**To be done:** Please format the entries below as a two-column CSV with headers text and answer. Give each entry its own row, wrap every field in double quotes, replace line breaks with spaces, and leave the pictures out.

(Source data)
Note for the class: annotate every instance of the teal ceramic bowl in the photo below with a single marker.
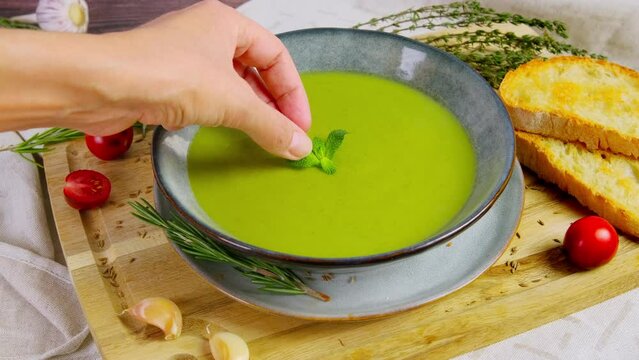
(439, 75)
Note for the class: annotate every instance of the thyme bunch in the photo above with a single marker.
(269, 277)
(490, 52)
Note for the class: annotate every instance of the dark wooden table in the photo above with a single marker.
(112, 15)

**Solution to this problem:**
text,answer
"Note for the class: annotate every instance of the teal ceramic bowl in the photo below with a single marker.","(439, 75)"
"Note for the class: annotate every instance of the thyme bunch in the photo above with a single marker.","(269, 277) (490, 52)"
"Note for the class: annotate every instance of the dark wooden table in the photo above with a single marker.","(112, 15)"